START DATA EXCERPTS

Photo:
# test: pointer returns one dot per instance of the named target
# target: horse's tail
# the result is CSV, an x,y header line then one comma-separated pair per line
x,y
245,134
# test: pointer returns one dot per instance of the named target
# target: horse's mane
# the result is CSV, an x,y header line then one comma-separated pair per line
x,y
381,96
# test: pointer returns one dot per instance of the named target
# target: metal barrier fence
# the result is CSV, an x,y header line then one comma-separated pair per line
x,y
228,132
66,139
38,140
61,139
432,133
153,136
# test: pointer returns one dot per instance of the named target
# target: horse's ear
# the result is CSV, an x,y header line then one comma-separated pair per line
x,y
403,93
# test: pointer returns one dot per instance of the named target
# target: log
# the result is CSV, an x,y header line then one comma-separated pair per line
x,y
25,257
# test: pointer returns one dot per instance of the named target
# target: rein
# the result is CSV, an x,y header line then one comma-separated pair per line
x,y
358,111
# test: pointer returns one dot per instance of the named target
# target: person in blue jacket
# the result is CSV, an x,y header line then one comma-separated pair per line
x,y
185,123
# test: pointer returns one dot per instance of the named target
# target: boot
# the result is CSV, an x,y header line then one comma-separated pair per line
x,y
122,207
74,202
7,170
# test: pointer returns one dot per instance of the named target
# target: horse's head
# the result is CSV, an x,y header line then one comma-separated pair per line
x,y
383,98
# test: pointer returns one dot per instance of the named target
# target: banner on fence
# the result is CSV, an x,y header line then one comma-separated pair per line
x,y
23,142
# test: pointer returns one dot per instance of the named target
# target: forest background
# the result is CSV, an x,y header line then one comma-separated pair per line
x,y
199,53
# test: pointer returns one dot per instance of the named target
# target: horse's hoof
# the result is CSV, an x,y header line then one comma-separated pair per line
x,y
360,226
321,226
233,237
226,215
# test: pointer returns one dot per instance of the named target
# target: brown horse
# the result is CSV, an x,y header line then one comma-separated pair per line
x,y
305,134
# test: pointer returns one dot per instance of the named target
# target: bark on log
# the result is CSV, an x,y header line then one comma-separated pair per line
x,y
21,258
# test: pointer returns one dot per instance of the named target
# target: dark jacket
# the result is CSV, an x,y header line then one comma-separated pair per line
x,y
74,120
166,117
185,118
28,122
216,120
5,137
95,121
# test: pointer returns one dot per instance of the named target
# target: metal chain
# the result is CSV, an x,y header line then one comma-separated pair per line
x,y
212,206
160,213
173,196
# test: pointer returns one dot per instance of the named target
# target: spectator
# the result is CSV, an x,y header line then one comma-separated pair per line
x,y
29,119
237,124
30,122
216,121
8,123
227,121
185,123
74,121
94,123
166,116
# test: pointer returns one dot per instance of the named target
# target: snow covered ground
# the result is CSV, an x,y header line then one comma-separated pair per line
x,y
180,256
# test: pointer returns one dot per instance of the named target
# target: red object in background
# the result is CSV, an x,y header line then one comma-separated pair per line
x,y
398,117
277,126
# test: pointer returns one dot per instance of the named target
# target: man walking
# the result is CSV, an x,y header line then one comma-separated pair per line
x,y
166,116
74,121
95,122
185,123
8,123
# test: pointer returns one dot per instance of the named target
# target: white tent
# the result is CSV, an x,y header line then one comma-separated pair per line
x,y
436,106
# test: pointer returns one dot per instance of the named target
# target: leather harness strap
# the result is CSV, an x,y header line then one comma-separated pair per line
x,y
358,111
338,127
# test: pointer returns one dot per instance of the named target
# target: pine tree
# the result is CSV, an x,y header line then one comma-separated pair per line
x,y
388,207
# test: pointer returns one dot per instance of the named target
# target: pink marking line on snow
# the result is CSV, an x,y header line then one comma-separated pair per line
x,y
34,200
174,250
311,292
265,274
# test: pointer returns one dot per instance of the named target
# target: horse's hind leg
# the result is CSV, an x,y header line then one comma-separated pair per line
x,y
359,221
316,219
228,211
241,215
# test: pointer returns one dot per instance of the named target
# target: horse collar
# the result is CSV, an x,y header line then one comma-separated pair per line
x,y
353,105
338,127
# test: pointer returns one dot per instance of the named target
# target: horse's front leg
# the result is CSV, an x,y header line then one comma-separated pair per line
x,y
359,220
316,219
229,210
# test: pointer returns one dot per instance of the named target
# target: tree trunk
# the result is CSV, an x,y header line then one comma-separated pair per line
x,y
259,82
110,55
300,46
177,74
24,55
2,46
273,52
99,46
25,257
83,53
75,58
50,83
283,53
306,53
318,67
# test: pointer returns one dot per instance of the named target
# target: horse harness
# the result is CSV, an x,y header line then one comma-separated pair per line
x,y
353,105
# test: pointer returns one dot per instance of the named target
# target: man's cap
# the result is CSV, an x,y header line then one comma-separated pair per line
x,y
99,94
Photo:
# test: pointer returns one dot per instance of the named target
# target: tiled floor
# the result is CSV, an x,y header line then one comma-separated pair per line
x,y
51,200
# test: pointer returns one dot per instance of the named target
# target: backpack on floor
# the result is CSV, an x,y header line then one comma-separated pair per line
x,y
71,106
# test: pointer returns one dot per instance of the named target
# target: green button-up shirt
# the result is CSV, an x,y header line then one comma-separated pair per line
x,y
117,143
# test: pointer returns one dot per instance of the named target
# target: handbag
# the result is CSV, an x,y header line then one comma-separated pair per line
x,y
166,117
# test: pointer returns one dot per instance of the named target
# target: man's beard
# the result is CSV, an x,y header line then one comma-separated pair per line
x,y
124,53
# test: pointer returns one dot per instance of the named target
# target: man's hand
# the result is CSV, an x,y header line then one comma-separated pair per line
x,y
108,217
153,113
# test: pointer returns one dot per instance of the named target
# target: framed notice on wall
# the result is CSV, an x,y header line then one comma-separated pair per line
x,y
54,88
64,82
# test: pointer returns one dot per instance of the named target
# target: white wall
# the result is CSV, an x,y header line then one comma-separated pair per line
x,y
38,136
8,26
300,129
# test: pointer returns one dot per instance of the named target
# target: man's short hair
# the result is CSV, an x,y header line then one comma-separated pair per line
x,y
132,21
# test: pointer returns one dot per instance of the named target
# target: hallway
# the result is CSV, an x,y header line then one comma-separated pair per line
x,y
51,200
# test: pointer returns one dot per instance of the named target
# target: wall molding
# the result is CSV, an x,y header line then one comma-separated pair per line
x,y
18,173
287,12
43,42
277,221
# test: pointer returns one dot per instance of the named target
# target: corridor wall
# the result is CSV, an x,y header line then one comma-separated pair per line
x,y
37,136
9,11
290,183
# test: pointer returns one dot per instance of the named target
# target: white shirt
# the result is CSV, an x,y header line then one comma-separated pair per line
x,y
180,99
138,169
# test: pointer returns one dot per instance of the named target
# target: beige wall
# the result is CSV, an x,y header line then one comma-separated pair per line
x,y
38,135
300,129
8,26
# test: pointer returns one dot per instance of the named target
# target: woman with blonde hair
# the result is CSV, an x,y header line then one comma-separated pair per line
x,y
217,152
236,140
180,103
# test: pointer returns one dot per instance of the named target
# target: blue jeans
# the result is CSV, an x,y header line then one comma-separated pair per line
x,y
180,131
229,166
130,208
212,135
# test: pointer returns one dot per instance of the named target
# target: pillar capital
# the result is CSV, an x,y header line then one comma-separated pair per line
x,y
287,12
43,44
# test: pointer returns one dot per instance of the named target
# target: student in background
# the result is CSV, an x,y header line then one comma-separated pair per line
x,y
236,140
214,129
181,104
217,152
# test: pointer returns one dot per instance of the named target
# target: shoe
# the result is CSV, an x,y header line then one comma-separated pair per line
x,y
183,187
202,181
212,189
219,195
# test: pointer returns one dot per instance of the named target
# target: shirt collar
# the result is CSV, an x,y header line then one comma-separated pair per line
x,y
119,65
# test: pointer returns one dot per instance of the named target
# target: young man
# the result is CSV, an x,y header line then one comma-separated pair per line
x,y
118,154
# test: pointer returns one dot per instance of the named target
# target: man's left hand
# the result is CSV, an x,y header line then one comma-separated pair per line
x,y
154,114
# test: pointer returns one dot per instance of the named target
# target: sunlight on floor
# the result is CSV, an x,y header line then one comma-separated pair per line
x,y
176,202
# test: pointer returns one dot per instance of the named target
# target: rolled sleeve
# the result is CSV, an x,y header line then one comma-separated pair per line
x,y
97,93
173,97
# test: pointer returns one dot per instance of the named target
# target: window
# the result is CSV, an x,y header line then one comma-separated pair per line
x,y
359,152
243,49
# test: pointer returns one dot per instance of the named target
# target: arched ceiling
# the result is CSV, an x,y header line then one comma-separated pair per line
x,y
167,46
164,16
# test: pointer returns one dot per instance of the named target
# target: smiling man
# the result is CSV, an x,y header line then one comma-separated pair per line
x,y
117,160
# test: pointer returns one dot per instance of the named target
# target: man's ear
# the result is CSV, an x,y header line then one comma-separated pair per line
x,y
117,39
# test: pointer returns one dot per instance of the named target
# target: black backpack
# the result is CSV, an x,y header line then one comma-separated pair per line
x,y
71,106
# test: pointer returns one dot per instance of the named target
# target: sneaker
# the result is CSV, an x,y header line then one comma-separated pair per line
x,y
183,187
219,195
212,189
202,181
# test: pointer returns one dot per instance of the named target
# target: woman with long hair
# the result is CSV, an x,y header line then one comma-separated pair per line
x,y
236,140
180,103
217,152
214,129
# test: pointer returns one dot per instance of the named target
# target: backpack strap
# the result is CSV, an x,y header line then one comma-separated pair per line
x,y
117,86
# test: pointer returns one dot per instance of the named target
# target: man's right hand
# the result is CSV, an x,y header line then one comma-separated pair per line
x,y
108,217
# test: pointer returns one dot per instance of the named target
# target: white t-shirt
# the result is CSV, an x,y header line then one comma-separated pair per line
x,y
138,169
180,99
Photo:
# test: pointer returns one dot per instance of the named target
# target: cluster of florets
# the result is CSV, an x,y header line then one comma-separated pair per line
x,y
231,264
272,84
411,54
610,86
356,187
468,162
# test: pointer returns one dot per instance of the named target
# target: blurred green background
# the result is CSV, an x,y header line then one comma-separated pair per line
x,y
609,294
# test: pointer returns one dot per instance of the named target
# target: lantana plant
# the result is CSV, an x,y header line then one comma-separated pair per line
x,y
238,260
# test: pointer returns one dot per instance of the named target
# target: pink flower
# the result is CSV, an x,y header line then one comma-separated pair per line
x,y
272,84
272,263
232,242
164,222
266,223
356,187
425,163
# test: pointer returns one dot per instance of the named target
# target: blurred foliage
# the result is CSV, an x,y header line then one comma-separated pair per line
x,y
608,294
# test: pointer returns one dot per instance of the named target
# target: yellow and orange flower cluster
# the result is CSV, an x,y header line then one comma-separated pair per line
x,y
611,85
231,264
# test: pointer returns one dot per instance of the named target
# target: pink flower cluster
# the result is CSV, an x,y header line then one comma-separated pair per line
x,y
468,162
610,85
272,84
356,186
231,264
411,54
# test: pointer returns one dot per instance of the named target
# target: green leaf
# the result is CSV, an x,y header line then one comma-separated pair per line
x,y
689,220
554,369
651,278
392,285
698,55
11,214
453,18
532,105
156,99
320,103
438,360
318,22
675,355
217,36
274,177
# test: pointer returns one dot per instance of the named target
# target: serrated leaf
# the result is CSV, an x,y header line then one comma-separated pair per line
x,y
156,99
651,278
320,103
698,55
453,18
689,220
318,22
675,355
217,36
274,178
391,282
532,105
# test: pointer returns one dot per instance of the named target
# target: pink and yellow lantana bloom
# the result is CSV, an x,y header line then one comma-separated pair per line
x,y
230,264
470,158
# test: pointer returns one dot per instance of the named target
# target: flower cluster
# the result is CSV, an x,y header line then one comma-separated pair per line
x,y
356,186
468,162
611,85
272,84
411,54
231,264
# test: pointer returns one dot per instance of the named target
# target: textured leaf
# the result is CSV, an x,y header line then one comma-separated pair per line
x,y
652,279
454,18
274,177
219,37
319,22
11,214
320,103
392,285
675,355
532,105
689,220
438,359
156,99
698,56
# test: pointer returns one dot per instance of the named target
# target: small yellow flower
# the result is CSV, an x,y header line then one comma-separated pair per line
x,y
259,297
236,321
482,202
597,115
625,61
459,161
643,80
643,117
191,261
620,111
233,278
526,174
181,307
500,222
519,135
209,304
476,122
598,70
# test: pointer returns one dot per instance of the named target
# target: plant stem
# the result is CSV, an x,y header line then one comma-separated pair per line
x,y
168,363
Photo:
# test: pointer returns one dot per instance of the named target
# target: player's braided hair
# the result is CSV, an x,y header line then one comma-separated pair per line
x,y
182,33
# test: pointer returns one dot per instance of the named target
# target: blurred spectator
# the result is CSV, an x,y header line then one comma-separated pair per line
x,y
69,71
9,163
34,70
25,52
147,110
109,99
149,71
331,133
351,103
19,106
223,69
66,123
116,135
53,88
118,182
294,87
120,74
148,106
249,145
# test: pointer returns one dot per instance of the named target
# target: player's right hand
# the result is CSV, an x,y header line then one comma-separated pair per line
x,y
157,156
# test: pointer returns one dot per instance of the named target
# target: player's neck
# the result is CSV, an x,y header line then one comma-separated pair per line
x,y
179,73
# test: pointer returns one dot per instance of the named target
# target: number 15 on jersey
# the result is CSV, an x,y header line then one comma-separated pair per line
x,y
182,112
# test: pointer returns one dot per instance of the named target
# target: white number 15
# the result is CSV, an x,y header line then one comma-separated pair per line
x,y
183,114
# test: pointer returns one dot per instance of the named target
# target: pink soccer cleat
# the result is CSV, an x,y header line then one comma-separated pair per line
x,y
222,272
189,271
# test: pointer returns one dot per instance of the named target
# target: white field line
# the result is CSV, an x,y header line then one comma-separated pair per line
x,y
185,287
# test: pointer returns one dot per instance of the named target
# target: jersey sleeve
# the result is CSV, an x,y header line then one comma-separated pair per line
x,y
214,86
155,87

END DATA EXCERPTS

ASSIGNMENT = Report each line in the data above that holds the word "number" by copying it.

ANSWER TO THIS EXERCISE =
# target: number 15 on jersey
# target: white number 15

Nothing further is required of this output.